▸ Task prompt
Word for word, restate all of the records.

── Extracted material

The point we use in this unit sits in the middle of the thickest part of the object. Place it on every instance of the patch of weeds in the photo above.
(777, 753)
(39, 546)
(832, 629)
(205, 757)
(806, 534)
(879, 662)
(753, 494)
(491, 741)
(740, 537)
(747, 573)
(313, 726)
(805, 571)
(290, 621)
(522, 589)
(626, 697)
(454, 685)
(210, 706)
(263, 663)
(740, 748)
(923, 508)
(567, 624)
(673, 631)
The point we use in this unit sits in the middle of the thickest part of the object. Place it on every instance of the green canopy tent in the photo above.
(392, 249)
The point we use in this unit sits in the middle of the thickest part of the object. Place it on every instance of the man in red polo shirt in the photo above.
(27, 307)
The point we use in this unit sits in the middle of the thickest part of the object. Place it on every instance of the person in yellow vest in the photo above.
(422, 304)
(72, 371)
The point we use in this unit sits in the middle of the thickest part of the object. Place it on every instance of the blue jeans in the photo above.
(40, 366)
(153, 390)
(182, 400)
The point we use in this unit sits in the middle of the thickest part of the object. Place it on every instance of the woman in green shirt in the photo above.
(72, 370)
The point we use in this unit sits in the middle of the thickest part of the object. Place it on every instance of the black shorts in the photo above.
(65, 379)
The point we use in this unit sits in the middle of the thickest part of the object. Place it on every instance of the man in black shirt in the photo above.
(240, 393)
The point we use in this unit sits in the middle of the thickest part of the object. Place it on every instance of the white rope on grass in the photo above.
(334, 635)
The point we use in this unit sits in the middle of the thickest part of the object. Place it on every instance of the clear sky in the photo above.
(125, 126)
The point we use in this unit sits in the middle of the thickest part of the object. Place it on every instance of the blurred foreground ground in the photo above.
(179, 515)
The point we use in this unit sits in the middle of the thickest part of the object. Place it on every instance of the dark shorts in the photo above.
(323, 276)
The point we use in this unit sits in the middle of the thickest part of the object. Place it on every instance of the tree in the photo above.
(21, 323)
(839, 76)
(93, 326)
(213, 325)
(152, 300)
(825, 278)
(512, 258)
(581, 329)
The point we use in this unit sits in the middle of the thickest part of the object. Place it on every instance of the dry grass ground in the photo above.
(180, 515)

────

▸ Written solution
The point we use in this unit sits in the middle of the thickest part of the object. Place it on every instance of the patch of weeds in the photo above.
(777, 753)
(39, 546)
(832, 629)
(205, 757)
(806, 534)
(879, 662)
(753, 494)
(491, 741)
(740, 537)
(747, 573)
(313, 726)
(805, 571)
(290, 621)
(522, 589)
(626, 697)
(454, 685)
(210, 706)
(263, 663)
(740, 748)
(923, 508)
(567, 624)
(673, 631)
The point we use in this unit sits in the middle of the thickest part of the object. Place it on every instance of the green canopy tent in the photo above.
(392, 249)
The point we use in this unit sits in the middle of the thickest part of the object. Place it on every instance of the man in red polo shirt in the photo above.
(27, 307)
The point we use in this unit sits in the middle of the thickest part of the object. Place it on every instance of the person in yellow vest in the photo above.
(422, 304)
(72, 371)
The point we use in this unit sits in the middle of the thickest part of the object. Place it on every instance of the blue jeans in the photo above.
(40, 366)
(153, 390)
(182, 400)
The point we use in this unit sits in the middle of the thickest part of the object. Place it on every instance of the woman in green shirt in the photo above.
(72, 370)
The point we use in this unit sits in the middle of the thickest part of the object. Place it on every instance of the black shorts in the photo above.
(65, 379)
The point we use in this unit sits in the middle of the thickest part of the object. Place it on every instance of the man in black shirt in the photo above.
(240, 393)
The point we use in this unit sits in the middle of the thickest part of the object. Place it on every instance of the white rope on grass in the photo above.
(334, 635)
The point we use in this unit sits in the middle of the thickest part of the object. Place it on every instance of the clear sky in the photo above.
(125, 126)
The point we use in this unit sits in the middle of the thickest part of the object. Place it on every instance of the blurred foreground ground in the photo above.
(179, 515)
The point we use in this unit sits in the middle of the thickest part of the object. Place it on every instance of the dark shorts in the photo above.
(323, 276)
The point we use in this unit sits in the middle of the thickest part of the object. Place it on every instance of the tree in the photo above.
(21, 323)
(839, 76)
(93, 326)
(213, 325)
(152, 300)
(825, 278)
(512, 258)
(581, 329)
The point we use in this unit sits in the middle of the thickest part of the object. Place it on every instance of the dry grass ground in the photo above.
(180, 515)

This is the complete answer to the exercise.